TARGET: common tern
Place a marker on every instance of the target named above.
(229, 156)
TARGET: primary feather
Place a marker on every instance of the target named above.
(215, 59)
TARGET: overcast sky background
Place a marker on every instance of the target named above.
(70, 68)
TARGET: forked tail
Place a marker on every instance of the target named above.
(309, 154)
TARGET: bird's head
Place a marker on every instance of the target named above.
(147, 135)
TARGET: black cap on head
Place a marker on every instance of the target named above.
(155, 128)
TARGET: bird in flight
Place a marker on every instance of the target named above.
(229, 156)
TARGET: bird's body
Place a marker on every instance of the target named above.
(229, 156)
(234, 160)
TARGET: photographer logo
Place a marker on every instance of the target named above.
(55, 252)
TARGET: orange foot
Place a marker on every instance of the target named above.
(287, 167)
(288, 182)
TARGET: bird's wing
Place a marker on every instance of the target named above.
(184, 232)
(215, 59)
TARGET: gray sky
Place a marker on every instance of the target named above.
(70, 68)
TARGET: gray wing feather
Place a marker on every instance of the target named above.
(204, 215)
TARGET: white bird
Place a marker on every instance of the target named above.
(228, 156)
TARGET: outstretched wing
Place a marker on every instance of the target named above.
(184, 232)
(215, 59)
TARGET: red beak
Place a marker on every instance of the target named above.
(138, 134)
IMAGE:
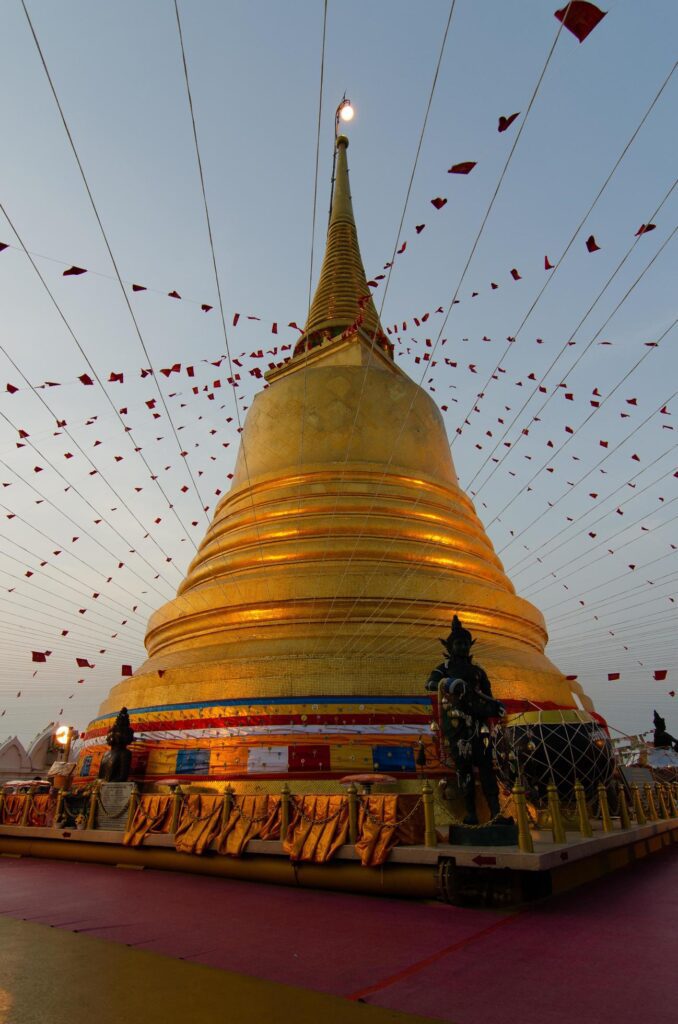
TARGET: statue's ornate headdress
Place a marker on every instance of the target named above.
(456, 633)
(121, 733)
————
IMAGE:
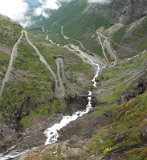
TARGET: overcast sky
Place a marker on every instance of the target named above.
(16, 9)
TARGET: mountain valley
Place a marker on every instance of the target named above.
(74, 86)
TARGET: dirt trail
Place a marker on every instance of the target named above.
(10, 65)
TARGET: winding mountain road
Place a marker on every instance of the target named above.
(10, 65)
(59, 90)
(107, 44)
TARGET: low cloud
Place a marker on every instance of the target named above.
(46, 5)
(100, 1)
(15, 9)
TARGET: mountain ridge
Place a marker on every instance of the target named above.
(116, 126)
————
What is needed -
How many lines of the listing contain the word "gray"? Reply with only the number.

Answer section -
2